[Point annotation rows]
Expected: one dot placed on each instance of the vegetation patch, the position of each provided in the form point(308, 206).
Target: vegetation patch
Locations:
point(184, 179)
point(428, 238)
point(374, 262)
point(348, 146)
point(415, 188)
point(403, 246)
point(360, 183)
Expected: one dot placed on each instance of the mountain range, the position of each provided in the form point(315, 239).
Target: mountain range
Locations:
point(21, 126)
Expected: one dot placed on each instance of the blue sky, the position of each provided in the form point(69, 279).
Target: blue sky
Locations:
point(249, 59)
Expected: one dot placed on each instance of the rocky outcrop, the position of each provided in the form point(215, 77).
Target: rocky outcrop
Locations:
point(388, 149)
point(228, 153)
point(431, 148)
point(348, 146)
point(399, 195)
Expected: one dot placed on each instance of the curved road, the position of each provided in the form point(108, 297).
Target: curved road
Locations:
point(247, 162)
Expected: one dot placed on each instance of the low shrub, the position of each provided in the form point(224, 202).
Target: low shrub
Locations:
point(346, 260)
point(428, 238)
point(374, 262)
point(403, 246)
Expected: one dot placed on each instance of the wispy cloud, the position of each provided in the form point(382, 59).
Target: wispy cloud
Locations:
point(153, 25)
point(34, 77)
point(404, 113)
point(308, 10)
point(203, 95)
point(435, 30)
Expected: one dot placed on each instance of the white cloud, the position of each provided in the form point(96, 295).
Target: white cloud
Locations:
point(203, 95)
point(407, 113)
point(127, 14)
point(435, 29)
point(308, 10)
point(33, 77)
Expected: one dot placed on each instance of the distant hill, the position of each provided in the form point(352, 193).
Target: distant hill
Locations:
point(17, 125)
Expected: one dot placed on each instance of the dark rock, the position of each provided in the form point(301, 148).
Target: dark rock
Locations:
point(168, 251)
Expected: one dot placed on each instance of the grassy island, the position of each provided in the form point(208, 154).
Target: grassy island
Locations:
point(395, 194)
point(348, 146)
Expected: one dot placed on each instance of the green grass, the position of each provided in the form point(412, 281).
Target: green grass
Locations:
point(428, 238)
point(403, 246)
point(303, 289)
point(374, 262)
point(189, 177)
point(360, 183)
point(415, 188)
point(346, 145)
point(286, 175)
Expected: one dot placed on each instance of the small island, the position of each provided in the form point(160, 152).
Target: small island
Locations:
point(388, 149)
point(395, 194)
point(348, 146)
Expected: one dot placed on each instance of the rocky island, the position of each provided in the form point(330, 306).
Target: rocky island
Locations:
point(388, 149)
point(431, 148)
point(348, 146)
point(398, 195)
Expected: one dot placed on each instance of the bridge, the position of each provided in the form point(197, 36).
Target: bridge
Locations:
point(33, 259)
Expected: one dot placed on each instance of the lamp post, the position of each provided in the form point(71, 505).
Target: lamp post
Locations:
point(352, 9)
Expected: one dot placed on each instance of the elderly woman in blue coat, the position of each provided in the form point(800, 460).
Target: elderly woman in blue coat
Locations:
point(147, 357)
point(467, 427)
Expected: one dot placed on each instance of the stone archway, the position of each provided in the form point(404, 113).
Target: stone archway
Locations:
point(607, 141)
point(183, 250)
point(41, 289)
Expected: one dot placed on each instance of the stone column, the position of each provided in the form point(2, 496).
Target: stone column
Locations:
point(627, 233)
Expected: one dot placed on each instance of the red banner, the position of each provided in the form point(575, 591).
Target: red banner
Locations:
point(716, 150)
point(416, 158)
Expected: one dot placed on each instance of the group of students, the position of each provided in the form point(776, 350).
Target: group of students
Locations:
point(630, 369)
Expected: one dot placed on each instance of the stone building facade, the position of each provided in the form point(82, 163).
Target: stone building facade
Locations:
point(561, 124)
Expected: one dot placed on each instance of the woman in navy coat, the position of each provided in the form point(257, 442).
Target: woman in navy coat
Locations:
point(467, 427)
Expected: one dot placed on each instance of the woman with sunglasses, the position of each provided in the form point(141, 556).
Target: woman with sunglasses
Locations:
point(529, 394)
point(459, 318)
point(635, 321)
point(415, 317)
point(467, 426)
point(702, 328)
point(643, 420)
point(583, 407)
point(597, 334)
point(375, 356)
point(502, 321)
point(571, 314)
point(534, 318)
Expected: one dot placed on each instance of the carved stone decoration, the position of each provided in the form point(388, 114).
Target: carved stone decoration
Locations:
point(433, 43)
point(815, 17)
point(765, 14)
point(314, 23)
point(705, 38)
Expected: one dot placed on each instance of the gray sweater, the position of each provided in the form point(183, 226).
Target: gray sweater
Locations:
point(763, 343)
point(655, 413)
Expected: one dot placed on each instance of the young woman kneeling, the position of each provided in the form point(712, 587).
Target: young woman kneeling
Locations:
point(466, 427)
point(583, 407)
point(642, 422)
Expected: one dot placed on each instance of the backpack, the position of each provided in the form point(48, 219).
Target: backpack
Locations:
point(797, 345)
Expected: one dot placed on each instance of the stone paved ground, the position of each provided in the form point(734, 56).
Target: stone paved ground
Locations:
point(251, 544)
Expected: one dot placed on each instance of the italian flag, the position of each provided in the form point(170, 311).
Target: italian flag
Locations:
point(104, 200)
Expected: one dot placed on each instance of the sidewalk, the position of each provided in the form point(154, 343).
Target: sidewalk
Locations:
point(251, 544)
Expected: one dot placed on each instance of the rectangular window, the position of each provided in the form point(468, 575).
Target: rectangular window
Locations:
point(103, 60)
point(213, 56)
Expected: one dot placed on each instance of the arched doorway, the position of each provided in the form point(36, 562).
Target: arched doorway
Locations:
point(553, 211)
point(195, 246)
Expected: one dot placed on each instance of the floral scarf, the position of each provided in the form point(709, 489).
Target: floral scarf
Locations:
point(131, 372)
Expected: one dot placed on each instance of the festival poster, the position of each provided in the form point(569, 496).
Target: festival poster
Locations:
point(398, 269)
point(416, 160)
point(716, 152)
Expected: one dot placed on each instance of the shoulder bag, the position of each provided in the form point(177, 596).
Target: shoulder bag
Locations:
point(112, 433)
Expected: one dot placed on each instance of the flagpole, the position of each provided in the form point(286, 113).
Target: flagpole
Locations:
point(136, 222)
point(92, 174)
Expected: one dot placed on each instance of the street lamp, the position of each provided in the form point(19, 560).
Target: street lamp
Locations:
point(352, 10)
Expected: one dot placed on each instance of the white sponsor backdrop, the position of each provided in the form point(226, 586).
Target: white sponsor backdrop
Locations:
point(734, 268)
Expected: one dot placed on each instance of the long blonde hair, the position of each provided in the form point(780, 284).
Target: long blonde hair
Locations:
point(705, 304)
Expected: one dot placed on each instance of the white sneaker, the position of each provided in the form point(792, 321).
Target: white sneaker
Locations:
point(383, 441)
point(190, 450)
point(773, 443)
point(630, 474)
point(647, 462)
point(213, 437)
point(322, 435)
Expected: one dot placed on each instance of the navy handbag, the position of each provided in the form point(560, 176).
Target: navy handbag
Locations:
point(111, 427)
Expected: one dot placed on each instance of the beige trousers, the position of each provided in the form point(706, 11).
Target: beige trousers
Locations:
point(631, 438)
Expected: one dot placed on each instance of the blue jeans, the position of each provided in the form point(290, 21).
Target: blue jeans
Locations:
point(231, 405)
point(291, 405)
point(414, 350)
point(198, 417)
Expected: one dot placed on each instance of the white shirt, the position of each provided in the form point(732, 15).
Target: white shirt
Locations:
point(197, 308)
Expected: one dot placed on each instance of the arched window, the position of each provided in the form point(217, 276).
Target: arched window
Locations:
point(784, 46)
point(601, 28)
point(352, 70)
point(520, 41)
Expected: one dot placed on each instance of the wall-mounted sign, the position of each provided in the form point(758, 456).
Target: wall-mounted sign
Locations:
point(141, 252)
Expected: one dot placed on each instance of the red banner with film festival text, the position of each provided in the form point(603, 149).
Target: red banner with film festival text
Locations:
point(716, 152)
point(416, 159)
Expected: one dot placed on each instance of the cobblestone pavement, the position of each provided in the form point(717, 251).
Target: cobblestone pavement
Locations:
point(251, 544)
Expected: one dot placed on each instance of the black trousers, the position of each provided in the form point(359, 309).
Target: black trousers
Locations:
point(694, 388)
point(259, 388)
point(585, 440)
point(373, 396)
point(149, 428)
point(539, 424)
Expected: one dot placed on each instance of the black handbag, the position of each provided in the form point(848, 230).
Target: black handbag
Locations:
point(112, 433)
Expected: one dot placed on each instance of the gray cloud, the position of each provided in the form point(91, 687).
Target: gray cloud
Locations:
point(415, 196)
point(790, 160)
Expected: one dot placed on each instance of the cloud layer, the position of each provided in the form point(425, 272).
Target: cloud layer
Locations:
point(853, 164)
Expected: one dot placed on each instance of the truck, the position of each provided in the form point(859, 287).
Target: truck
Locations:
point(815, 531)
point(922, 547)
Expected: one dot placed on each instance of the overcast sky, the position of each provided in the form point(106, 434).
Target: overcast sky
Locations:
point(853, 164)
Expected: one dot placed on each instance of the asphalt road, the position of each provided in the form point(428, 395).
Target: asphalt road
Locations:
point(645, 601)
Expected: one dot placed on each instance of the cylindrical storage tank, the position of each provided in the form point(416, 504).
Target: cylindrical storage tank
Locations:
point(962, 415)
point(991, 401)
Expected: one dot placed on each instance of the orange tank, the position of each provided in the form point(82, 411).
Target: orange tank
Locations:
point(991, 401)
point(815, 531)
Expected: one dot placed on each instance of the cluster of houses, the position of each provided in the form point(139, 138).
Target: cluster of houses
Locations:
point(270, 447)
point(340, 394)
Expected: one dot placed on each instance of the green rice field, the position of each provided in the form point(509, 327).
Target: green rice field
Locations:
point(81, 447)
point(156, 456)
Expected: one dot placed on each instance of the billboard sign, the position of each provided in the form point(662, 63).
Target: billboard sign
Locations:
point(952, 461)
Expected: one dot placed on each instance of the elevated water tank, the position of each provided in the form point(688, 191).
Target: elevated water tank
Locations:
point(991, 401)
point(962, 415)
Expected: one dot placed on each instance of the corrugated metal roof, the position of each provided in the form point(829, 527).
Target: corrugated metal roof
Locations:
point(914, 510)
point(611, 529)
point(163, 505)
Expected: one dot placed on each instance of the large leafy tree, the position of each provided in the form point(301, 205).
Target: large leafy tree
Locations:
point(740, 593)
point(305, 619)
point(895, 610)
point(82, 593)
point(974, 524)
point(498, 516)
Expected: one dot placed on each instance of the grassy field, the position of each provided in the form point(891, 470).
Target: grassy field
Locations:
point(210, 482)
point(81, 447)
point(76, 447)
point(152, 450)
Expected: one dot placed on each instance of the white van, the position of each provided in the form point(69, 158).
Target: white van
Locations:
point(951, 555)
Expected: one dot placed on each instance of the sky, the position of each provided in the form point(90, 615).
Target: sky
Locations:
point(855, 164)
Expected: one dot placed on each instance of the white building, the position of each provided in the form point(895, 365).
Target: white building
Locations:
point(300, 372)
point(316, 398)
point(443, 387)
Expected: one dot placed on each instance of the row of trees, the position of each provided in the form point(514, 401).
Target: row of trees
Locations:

» WHAT THE TASK ASKS
Recast the rows from the line with "form point(603, 149)." up to and including the line with "point(416, 159)" as a two-column CSV with the headers text and points. Give one CSV line per row, with its text under text and its answer under points, each in one quoted field with line breaks turned into spaces.

» TASK SOLUTION
text,points
"Expected: one dot placed on each instance of the red banner with film festival text, the position of each provided in the form point(603, 149). Target: red banner with film festival text Locations:","point(716, 152) point(416, 159)"